- DIRECTIVE: Transcribe every line, keeping it exact.
• • •
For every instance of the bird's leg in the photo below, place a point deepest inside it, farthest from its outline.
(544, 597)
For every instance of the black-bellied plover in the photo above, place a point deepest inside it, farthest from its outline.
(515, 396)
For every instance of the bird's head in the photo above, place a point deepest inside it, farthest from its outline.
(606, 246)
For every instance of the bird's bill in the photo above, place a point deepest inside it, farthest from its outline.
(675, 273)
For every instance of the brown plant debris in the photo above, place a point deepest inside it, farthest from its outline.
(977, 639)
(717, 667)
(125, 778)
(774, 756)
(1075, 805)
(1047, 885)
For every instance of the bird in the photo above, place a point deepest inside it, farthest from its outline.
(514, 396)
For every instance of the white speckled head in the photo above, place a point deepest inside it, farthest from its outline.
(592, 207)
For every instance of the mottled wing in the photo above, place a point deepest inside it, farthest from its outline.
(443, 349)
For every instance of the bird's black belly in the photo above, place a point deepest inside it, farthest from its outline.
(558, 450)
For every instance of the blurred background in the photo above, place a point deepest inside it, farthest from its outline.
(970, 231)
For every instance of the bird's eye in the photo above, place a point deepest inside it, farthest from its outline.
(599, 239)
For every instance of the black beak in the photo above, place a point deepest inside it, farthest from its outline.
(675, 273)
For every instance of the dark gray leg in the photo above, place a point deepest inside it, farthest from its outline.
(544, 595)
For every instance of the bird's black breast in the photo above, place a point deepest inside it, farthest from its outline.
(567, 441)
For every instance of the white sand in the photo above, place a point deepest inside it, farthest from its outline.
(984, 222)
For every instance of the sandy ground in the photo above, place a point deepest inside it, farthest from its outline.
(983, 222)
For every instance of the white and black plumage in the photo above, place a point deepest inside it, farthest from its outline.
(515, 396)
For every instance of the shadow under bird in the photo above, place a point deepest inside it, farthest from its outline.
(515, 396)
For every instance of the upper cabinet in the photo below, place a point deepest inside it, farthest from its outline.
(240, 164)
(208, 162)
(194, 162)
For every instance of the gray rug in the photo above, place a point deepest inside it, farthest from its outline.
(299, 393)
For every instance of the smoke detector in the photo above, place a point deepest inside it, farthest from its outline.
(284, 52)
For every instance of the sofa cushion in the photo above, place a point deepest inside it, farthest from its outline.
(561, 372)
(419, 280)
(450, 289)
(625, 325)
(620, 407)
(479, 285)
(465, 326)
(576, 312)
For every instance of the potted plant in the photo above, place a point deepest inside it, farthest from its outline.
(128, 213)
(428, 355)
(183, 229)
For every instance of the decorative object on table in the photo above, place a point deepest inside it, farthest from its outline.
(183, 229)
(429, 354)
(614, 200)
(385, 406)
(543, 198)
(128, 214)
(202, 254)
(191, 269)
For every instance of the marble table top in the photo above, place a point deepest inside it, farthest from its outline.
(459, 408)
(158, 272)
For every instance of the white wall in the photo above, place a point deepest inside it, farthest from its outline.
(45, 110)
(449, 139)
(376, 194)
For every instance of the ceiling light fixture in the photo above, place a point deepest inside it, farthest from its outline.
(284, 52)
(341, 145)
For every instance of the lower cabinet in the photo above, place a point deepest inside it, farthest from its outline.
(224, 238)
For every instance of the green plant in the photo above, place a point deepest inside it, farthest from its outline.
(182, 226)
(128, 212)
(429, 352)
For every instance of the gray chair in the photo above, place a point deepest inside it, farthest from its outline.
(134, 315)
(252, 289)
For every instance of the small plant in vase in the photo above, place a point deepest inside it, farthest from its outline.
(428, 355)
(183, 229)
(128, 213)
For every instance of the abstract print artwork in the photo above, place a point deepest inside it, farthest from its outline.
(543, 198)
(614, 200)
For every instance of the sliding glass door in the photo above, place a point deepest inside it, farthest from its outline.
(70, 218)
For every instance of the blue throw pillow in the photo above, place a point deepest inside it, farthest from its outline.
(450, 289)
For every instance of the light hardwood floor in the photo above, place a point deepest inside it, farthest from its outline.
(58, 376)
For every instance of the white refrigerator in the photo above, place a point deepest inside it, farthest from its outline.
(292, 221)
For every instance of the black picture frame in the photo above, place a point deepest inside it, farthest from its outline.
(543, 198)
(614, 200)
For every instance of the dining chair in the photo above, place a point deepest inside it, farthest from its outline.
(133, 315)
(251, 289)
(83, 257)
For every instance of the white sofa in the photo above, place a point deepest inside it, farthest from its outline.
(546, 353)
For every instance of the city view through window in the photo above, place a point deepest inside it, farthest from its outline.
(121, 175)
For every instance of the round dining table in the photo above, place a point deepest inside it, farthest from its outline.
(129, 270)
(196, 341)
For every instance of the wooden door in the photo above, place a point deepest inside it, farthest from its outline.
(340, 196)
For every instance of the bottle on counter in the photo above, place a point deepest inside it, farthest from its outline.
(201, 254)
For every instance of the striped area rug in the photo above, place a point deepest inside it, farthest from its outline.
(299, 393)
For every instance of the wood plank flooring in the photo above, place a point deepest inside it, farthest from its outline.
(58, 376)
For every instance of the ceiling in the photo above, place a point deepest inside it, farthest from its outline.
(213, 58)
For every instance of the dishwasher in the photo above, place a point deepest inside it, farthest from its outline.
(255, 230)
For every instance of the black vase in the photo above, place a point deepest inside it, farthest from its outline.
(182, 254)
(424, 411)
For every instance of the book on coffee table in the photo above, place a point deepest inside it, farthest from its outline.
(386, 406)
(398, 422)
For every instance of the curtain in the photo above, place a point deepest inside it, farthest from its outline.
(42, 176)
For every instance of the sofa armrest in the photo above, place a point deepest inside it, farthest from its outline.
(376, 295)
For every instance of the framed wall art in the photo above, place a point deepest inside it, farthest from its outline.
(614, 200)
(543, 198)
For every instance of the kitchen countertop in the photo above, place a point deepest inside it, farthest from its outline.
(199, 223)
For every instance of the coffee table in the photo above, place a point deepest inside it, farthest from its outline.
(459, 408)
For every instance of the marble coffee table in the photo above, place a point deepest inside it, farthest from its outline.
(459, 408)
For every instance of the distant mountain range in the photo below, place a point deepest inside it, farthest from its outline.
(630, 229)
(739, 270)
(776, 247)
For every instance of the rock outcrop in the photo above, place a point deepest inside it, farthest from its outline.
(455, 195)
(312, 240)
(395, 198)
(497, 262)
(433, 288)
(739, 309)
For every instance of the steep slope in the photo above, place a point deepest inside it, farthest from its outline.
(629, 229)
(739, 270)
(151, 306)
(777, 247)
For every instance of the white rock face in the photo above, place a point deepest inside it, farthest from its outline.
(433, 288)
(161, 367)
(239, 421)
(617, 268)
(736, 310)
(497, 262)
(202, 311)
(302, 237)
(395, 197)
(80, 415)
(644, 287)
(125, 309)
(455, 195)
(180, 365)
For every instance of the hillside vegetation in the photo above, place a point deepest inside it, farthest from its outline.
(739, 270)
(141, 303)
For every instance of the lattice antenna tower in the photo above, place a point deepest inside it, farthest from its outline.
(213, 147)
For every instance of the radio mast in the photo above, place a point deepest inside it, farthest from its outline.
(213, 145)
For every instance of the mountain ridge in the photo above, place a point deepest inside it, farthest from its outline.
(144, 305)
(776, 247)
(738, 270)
• • •
- SOLUTION FOR THIS EXERCISE:
For every instance of the bird's leg in the photo below, place a point deepest inside it, farthest from its outline.
(544, 597)
For every instance of the black-bellied plover in the photo above, place a point deepest inside it, farthest from its outline.
(515, 396)
For every instance of the bird's head in the photo above, place a point deepest inside it, farthest from its outline.
(606, 246)
For every instance of the bird's bill in the photo above, place a point deepest inside it, farthest from its outline.
(675, 273)
For every instance of the brown plant debris in the photo above, place a point deepest inside it, farthest from its outline.
(977, 639)
(717, 667)
(125, 778)
(774, 756)
(1075, 805)
(1047, 885)
For every instance of the bird in the photo above, place a point deepest inside it, farthest from its outline.
(514, 396)
For every instance of the white speckled head in the photo above, place a point deepest inside it, farthest from its outline.
(592, 207)
For every instance of the mottled wing in the photo above, place a point deepest inside it, farthest from its outline.
(443, 349)
For every instance of the bird's black belly in the photo above, place a point deepest inside it, farthest from its outline.
(558, 450)
For every instance of the blurred background in the photo above, place a point deepest inside it, farthest from its outline.
(970, 231)
For every instance of the bird's eye in the photo above, place a point deepest inside it, farthest from its outline.
(599, 239)
For every instance of the black beak in the photo above, place a point deepest inside it, farthest from its outline.
(675, 273)
For every instance of the dark gray leg in the photo above, place a point deepest inside it, farthest from its outline.
(544, 595)
For every instance of the bird's black breast in the photo above, place a point deepest inside it, farthest from its outline.
(567, 441)
For every instance of the white sand in the photo above, place a point deepest inside it, farthest from its outline.
(984, 222)
For every instance of the sandy ground in the photo above, place a point deepest inside it, farthest from its outline.
(983, 222)
For every instance of the white and black plumage in the photo above, place a point deepest inside it, farthest from its outline.
(515, 396)
For every instance of the shadow under bird in the photo above, place a point deepest inside it, farthest from its outline.
(515, 396)
For every instance of the upper cabinet in the photo below, place a point deepest inside it, farthest from its outline.
(240, 164)
(208, 162)
(194, 162)
For every instance of the gray rug in the photo above, place a point deepest inside it, farthest from its outline.
(299, 393)
For every instance of the smoke detector in the photo above, place a point deepest inside it, farthest from its outline.
(284, 52)
For every instance of the sofa cushion in the photo above, place a point deepest inside it, farthest from its outline.
(561, 372)
(419, 280)
(450, 289)
(625, 325)
(620, 407)
(479, 285)
(465, 326)
(576, 312)
For every instance of the potted plant in the photo above, place a point deepest inside it, farthest from its outline.
(128, 213)
(428, 355)
(183, 229)
For every instance of the decorative object on table in the photo above, place a point deepest inside it, farthest from its outline.
(183, 229)
(429, 354)
(614, 200)
(385, 406)
(543, 198)
(128, 214)
(202, 254)
(191, 269)
For every instance of the marble table top in the photo above, place a point deepest inside it, farthest from its outline.
(459, 408)
(158, 272)
For every instance of the white wall in the photo above, place a point deepest inside it, farthest from its outline.
(45, 110)
(449, 139)
(376, 194)
For every instance of the ceiling light fixture in the photo above, place a point deepest inside it, farthest from its outline.
(284, 52)
(341, 145)
For every instance of the lower cabinet in the photo above, place a point deepest inside it, farthest from its outline.
(224, 238)
For every instance of the green plant in the photo above, place a point deepest inside it, farthest from its outline.
(182, 226)
(128, 212)
(429, 352)
For every instance of the gray chair in the photo above, place a point deepest inside it, farthest from its outline.
(134, 315)
(252, 289)
For every instance of the small plant in vase in the photo above, place a point deepest inside it, farthest from its outline.
(428, 355)
(183, 229)
(128, 213)
For every instance of the abstract print artwork in the photo above, place a point deepest inside it, farthest from its outline.
(543, 198)
(614, 200)
For every instance of the sliding glass door in the photo above, place a point deepest inside it, farthest from its outline.
(70, 218)
For every instance of the blue throw pillow in the photo above, place a point deepest inside it, farthest from its outline.
(450, 289)
For every instance of the light hardwood floor in the photo above, place a point deepest inside it, farthest from its outline.
(58, 376)
For every instance of the white refrigerator in the photo above, place a point deepest inside it, farthest from its outline.
(292, 221)
For every instance of the black picture frame in the photo above, place a point deepest inside it, farthest from its outline.
(543, 198)
(614, 200)
For every instance of the dining chair in the photo above, place a point deepest inside it, farthest from its outline.
(133, 315)
(251, 289)
(83, 257)
For every instance of the white sofa in the photo above, place a point deepest inside it, farthest from its outline.
(546, 353)
For every instance of the city view through window in the photo above, place a point deepest inside it, farthest from its outline.
(121, 175)
For every instance of the round dining table in the photo above, place a point deepest inside it, farthest from its outline.
(129, 270)
(196, 341)
For every instance of the wooden door in the photo above, place a point deepest inside it, farthest from its outline.
(340, 196)
For every instance of the bottle on counter in the photo above, place a point deepest inside it, farthest from its outline.
(201, 254)
For every instance of the striped area rug in the photo above, place a point deepest inside it, farthest from its outline.
(299, 393)
For every instance of the wood plank flooring in the photo above, place a point deepest inside it, farthest from its outline.
(58, 376)
For every instance of the ceiling in the photo above, place a point deepest inside it, farthest from its outline.
(213, 58)
For every instance of the dishwasher in the photo above, place a point deepest inside it, farthest from its outline.
(255, 230)
For every instance of the black vase in the photo above, place a point deepest inside it, farthest from its outline.
(182, 254)
(424, 411)
For every instance of the book on coffee table in the photo above, place a point deepest inside it, farthest from its outline.
(386, 406)
(398, 422)
For every instance of the curtain in the photo above, place a point deepest inside it, farthest from its outline.
(42, 176)
For every instance of the sofa armrest in the photo above, place a point deepest inside it, farthest from its outline.
(376, 295)
For every instance of the framed wall art in the photo above, place a point deepest inside it, farthest from its outline.
(614, 200)
(543, 198)
For every instance of the kitchen countertop in the photo above, place a point deepest inside it, farthest from its outline.
(199, 223)
For every instance of the coffee table in the photo above, place a point deepest inside it, farthest from its outline.
(459, 408)
For every instance of the marble coffee table in the photo above, place a point deepest inside it, farthest from its outline.
(459, 408)
For every instance of the distant mountain range in the photo below, place a point deepest inside it, farthest from its outline.
(630, 229)
(739, 270)
(776, 247)
For every instance of the rock outcrop in the photo above, place a point deepest inside it, farthest from its outline.
(455, 195)
(312, 240)
(395, 198)
(497, 262)
(433, 288)
(739, 309)
For every instance of the steep slope in the photo above, place a point deepest inside it, farthest from its outline.
(629, 229)
(739, 270)
(151, 306)
(777, 247)
For every instance of the white rock face in the photo above, place a point deepest inside it, farthest from its outline.
(433, 288)
(161, 367)
(239, 421)
(617, 268)
(736, 310)
(497, 262)
(202, 311)
(302, 237)
(395, 197)
(80, 415)
(644, 287)
(125, 309)
(455, 195)
(180, 365)
For every instance of the hillside vegetation in the photo above, place a point deepest inside it, farthest from its outline.
(739, 270)
(141, 303)
For every instance of the lattice antenna tower in the photo above, place a point deepest inside it, farthest from its outline.
(213, 147)
For every instance of the radio mast in the photo above, place a point deepest inside it, farthest from its outline.
(213, 145)
For every instance of the mountain ridge in the photo above, place a point deepest inside it, farthest from its outline.
(144, 305)
(776, 247)
(738, 270)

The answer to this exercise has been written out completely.